● PROBLEM: Copy the data below verbatim, starting at the line that contains "petal in the image above." and ending at the line that contains "flower in the image above.". Include both of those lines.

● INPUT:
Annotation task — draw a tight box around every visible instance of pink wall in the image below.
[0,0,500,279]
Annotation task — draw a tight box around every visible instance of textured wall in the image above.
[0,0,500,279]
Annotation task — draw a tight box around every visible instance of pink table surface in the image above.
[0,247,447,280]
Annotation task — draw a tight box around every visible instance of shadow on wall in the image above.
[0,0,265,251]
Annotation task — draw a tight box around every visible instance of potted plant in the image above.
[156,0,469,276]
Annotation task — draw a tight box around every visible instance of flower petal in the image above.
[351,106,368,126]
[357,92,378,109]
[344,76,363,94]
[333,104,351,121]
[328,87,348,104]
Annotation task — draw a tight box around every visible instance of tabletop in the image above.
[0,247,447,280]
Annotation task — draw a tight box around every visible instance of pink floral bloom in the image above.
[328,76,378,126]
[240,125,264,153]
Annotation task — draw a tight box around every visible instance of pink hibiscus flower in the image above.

* * *

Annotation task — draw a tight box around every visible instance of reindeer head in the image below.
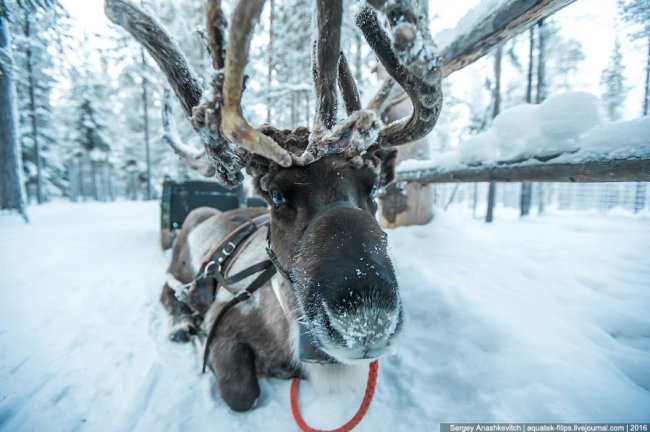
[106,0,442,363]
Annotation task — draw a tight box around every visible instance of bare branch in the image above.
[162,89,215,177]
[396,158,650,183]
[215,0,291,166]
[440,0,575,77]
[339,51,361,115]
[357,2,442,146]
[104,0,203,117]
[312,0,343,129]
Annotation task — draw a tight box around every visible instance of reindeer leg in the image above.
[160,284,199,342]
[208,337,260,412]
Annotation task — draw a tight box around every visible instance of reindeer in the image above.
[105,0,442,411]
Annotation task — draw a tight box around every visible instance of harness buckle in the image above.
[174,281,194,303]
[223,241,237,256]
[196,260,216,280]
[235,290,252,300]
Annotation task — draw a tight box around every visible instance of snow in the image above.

---

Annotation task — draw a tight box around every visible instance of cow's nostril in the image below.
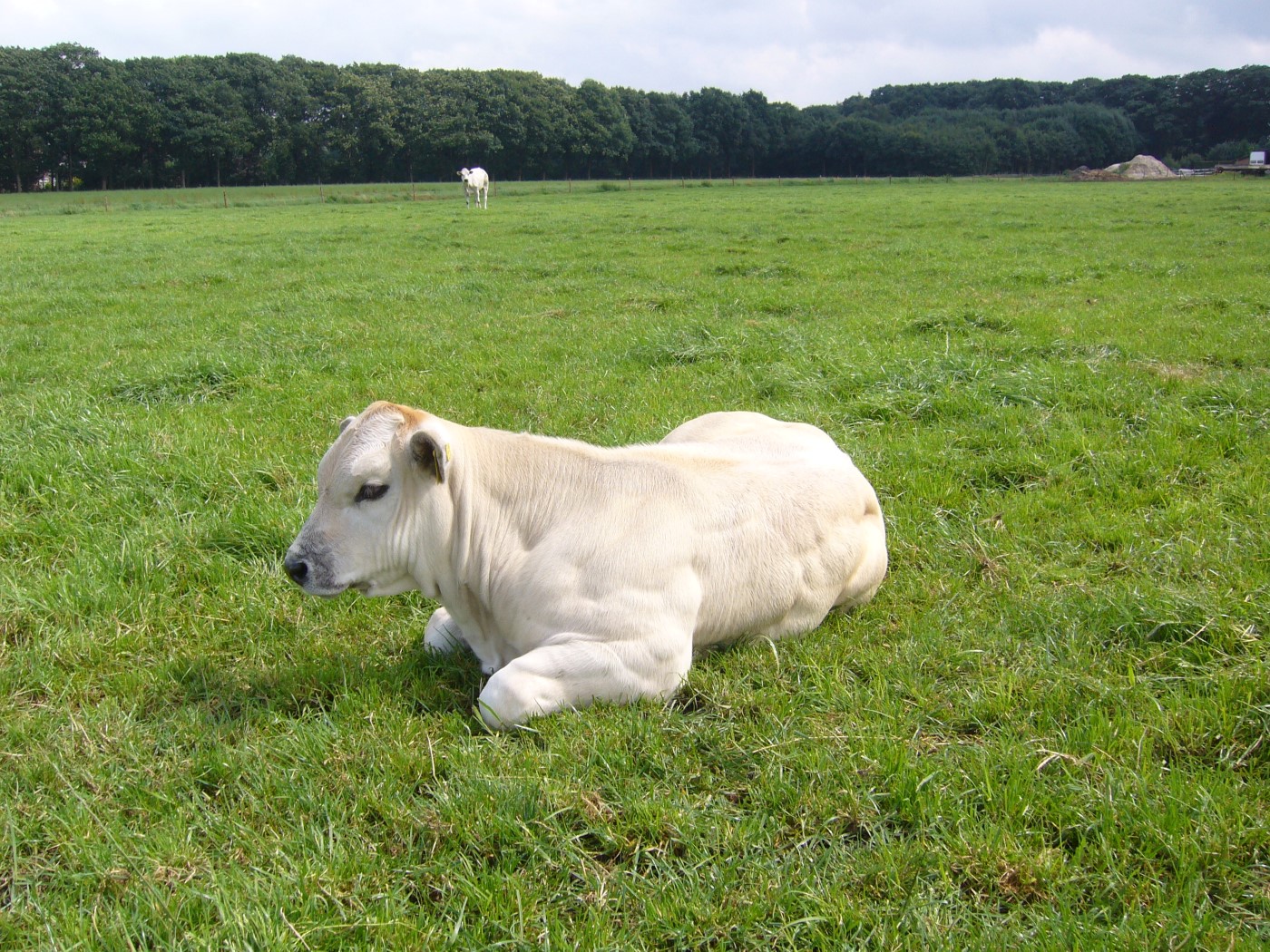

● SOLVED EXERCISE:
Annotation task — draw a tight box around every visible instance of flower petal in the image above.
[351,106,368,126]
[357,92,378,109]
[344,76,363,94]
[333,104,351,121]
[328,87,348,104]
Annotation task — draw a tight box around every visible instance of tabletop in the image above.
[0,247,447,280]
Annotation task — draw a tight box around every visible instance of pink floral bloom in the image above.
[328,76,378,126]
[240,125,264,153]
Annotation task — draw a tight box around every visible instance of pink hibiscus flower in the image above.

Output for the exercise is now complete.